What Metacognitive Exposure and Response Prevention Is Teaching Us (That Bion Already Knew)
- marcuslewton
- Jun 15
- 1 min read
A recent randomised controlled trial by Exner et al. (2024), published in the Journal of Anxiety Disorders, compared Metacognitive Exposure and Response Prevention (MERP) to standard ERP. MERP integrates exposure tasks with structured attention to how patients relate to their intrusive thoughts—inviting a form of thinking-about-thinking.
The study found that MERP was non-inferior to ERP in reducing OCD symptoms, and significantly better at reducing anxiety by end of treatment. While both therapies were effective, MERP appeared to offer something additional: a shift not just in behaviour, but in mental stance.
At UITS, we welcome the rigour of this study—but its conclusions come as no surprise. For us, MERP confirms a position we’ve held for years, one rooted in the work of Wilfred Bion: that the task of therapy is not just to reduce symptoms, but to restore the mind’s ability to bear and process experience.
MERP’s invitation to “watch the mind working” echoes Bion’s emphasis on alpha-function—the capacity to transform raw, intolerable mental content into something that can be thought about. This is particularly relevant for adolescents whose intrusive thoughts carry a moral weight or persecutory quality. For them, exposure without reflection can feel mechanistic or even violent. MERP slows the encounter down. It restores reverie.
This is why we ask: not just what is the intrusive thought—but what psychic work is it doing?
Not just is the compulsion weakening?—but can this mind now think more freely?

=-=-=-=-=

Extract the part of the post on MERP and Bion that starts at the words "At UITS, we" and ends after "It restores reverie.", copying it word for word. The listing comes from a separate source.

→ GIVEN DATA
=-=-=-=-=

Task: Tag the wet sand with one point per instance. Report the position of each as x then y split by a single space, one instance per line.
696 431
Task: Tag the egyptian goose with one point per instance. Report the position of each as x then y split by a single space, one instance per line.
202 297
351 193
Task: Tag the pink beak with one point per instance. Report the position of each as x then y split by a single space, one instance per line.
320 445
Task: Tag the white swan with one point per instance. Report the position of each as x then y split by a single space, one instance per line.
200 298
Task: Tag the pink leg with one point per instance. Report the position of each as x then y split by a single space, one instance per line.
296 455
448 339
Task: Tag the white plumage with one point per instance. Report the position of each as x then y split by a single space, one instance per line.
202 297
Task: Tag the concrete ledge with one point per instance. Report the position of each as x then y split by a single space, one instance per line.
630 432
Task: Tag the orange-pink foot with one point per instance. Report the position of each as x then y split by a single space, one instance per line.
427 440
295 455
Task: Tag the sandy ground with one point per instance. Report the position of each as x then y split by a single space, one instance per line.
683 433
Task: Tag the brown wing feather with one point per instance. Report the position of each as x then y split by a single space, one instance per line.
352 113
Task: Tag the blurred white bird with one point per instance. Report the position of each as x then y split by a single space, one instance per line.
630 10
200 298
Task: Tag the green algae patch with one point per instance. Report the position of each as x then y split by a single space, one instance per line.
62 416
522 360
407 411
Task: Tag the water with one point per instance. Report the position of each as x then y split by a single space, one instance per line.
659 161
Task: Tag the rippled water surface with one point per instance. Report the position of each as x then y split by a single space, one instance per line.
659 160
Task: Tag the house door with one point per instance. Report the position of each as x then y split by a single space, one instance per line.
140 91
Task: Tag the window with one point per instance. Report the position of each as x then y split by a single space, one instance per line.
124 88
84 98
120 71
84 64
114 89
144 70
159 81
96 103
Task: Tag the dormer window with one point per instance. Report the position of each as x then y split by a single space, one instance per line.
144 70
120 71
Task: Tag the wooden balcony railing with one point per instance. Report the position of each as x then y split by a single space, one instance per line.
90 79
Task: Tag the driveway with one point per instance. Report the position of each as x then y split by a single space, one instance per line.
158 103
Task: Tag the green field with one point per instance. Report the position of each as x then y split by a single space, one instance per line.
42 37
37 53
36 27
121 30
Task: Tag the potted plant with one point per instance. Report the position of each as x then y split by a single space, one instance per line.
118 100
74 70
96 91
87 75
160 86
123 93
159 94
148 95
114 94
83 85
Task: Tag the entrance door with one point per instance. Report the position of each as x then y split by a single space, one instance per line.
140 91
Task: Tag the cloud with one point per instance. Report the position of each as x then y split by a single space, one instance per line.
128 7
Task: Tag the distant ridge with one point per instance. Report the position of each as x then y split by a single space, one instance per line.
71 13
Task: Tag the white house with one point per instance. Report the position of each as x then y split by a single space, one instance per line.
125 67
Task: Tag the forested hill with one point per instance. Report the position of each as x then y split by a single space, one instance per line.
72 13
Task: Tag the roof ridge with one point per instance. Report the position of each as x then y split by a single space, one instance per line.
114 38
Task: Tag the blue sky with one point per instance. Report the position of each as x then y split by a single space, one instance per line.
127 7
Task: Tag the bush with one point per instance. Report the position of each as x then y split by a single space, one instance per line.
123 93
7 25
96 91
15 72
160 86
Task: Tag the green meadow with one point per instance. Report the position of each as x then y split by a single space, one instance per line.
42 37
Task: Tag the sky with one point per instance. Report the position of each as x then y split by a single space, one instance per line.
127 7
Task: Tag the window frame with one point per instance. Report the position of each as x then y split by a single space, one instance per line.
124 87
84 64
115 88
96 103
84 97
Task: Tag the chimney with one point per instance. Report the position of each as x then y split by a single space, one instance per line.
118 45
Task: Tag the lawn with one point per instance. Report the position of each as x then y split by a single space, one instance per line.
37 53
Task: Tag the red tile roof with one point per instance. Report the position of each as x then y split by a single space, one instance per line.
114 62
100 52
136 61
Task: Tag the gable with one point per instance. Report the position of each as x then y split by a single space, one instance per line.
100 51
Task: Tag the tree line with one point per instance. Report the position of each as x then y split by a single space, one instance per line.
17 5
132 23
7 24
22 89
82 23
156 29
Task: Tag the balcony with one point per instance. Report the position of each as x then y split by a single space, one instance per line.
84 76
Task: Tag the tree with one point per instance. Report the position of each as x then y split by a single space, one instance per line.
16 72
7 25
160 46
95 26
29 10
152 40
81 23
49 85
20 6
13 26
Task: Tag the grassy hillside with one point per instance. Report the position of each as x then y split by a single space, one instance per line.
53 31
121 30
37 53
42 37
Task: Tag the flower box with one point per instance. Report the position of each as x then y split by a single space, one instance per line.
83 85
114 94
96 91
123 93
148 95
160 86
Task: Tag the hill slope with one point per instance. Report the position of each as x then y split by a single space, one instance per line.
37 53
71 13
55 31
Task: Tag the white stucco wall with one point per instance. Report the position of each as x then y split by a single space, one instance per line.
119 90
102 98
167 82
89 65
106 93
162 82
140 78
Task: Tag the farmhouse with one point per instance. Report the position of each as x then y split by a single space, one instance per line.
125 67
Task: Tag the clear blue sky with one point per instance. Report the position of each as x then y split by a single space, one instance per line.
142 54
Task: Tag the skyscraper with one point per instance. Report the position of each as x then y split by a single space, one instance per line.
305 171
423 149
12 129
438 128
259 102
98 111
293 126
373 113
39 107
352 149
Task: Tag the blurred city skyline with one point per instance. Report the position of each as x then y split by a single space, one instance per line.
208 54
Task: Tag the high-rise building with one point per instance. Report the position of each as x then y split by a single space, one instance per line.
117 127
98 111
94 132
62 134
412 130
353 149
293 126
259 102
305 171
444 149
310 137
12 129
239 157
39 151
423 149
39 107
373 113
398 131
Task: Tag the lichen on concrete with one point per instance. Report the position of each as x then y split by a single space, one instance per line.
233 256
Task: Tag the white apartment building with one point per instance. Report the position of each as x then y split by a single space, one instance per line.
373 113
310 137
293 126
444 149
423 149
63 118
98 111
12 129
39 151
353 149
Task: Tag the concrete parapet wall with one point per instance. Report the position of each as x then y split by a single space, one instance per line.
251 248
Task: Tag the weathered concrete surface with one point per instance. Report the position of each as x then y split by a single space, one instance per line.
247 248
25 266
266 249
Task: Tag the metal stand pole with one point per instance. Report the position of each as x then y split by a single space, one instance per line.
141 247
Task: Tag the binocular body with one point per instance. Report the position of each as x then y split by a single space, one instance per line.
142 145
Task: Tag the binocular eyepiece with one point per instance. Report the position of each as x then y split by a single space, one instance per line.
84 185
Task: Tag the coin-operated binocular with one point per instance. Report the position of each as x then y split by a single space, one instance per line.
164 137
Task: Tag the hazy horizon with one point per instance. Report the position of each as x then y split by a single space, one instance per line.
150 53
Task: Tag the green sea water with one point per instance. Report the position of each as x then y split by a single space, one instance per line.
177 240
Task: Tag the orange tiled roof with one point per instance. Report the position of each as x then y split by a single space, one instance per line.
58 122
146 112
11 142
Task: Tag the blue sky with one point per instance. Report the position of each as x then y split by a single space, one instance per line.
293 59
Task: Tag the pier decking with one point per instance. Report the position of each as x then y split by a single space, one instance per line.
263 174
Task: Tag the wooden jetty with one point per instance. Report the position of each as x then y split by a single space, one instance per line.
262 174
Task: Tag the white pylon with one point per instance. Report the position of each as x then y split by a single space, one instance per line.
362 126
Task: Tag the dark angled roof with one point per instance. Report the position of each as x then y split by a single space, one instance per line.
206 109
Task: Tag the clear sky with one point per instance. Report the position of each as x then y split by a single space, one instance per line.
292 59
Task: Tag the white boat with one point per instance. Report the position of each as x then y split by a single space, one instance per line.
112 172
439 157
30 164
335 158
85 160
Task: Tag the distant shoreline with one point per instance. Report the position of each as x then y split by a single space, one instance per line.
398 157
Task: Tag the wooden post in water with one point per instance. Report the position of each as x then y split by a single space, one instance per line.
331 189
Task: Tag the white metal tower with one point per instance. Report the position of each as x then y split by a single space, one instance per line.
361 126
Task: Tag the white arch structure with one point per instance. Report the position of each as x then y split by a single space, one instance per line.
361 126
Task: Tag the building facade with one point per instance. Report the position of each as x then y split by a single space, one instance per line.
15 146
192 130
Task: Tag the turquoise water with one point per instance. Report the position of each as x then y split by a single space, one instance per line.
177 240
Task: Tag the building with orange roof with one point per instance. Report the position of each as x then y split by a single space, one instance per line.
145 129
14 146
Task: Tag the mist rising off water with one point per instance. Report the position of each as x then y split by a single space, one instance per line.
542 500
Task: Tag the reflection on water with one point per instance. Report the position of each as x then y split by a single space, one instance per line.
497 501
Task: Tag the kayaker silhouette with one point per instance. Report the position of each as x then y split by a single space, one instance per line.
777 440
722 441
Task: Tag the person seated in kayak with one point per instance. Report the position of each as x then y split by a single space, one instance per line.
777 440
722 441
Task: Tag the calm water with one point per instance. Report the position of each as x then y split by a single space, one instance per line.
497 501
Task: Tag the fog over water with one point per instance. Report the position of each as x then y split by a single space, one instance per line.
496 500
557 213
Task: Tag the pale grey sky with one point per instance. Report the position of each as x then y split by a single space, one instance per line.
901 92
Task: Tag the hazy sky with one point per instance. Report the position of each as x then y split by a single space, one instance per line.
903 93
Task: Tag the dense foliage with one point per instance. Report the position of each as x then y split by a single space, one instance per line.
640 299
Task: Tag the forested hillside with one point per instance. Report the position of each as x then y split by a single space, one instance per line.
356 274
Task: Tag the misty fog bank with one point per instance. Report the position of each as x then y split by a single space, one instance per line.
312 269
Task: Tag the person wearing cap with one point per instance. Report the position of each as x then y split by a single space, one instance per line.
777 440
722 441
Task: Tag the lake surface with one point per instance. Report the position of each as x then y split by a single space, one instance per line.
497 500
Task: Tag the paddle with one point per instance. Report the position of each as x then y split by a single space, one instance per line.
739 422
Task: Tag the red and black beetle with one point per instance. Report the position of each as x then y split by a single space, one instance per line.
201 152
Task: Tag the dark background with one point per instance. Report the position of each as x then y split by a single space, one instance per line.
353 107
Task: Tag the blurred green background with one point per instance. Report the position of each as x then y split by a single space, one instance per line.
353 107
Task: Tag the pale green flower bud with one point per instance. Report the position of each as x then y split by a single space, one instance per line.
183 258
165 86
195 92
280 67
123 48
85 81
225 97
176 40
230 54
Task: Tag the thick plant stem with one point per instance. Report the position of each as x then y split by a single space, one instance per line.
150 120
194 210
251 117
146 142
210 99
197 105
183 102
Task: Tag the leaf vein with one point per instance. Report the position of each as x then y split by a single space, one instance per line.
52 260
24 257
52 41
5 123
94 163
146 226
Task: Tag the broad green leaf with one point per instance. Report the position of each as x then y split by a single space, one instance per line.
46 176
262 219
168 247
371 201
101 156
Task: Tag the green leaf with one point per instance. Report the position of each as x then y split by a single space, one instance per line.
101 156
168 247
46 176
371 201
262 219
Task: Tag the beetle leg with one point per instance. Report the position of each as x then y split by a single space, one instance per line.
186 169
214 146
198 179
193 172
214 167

=-=-=-=-=

→ OUTPUT OF THE TASK
At UITS, we welcome the rigour of this study—but its conclusions come as no surprise. For us, MERP confirms a position we’ve held for years, one rooted in the work of Wilfred Bion: that the task of therapy is not just to reduce symptoms, but to restore the mind’s ability to bear and process experience.
MERP’s invitation to “watch the mind working” echoes Bion’s emphasis on alpha-function—the capacity to transform raw, intolerable mental content into something that can be thought about. This is particularly relevant for adolescents whose intrusive thoughts carry a moral weight or persecutory quality. For them, exposure without reflection can feel mechanistic or even violent. MERP slows the encounter down. It restores reverie.